Под последней обычно имеют в виду просто коммуникацию в ситуации face to face. При более пристальном рассмотрении ее можно описать как коммуникацию, построенную на «прямых» (непосредственных, контактных), «аксиальных» (т. е. направленных точно известному, определенному адресату) и «двусторонних» (при которых партнеры меняются ролями сообщающего и принимающего сообщение) связях .
Наиболее наглядной сферой ее применения может служить диалог двух собеседников. Но, учитывая сказанное выше о прагматической направленности речевых актов, об их подчиненности целям деятельности, следует подчеркнуть, что в отличие от обычного диалога (например, в форме вопроса и ответа) у нас речь пойдет о ситуации, когда каждая реплика участников не просто адресована конкретному партнеру (аксиальность), но и предопределяет его ответную реакцию (двусторонность), т. е. происходит не столько обмен информацией, не зависящей от субъективных намерений общающихся сторон, сколько коммуникативное воздействие одного из партнеров, провоцирующее второго на желательное для первого ответное поведение. Именно такая коммуникативная ситуация и будет далее пониматься как «межличная», поскольку в ней в центре оказываются отношения коммуникантов, а смысл реплик обусловлен их взаимными намерениями и ожиданиями. Иными словами, здесь прежде всего имеется в виду особая структура коммуникации, связывающей двух субъектов, один из которых при помощи цепочки знаков стремится управлять поведением второго в выгодном для себя направлении.
В чем заключаются особенности этой структуры? Во-первых, управление здесь может иметь не только императивный характер, как, например, в прямых указаниях, просьбах или пожеланиях, но и осуществляться окольным путем — в форме намеков, интенций, провокаций и т. д. «Императивной» остается лишь презумпция ответной реакции, вытекающая из двусторонности этого типа коммуникации.
Из того обстоятельства, что коммуникация носит непосредственный характер, т. е. происходит лицом к лицу, вытекает, в свою очередь, еще одна принципиально важная особенность: в качестве знаков здесь могут использоваться не только вербальные средства, но и мимика, интонации, жесты и даже вещи, изображения или предметы. При этом слово оказывается по преимуществу коммуникативным «действием», а физическое действие или предмет, напротив, еще и знаком в этом коммуникативном взаимодействии (разговор, таким образом, идет, по сути дела, не о речи в собственном смысле слова, а о символических интеракциях).
Если, далее, непосредственность межличного общения ведет к тому, что действия или предметы приобретают в этих условиях знаковую функцию, то двусторонность межличной коммуникации тем более выводит ее за рамки собственно вербальной: один из двух тактов (само коммуникативное воздействие) может иметь вербальную форму (например, просьба), а «ответ» — невербальную. И напротив, вместо «просьбы» адресант может предложить адресату подарок, который в качестве первого такта окажется «кредитом» и спровоцирует во втором (ответном) такте «платеж», «услугу» или «славословие» как выражение признания престижа кредитора.

* [Задания]:
(A) Какие знаки, помимо вербальных средств, могут использоваться в межличной коммуникации согласно тексту о межличной коммуникации? Назовите все.
(B) Повторите дословно отрывок из текста о межличной коммуникации от «Если, далее, непосредственность» до «признания престижа кредитора.».

* [Исходные данные]:
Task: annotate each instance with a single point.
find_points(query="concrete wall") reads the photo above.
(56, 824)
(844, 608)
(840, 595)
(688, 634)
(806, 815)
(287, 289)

* [Решённые задания]:
(A) Мимика, интонации, жесты, вещи, изображения, предметы.

(B)
Если, далее, непосредственность межличного общения ведет к тому, что действия или предметы приобретают в этих условиях знаковую функцию, то двусторонность межличной коммуникации тем более выводит ее за рамки собственно вербальной: один из двух тактов (само коммуникативное воздействие) может иметь вербальную форму (например, просьба), а «ответ» — невербальную. И напротив, вместо «просьбы» адресант может предложить адресату подарок, который в качестве первого такта окажется «кредитом» и спровоцирует во втором (ответном) такте «платеж», «услугу» или «славословие» как выражение признания престижа кредитора.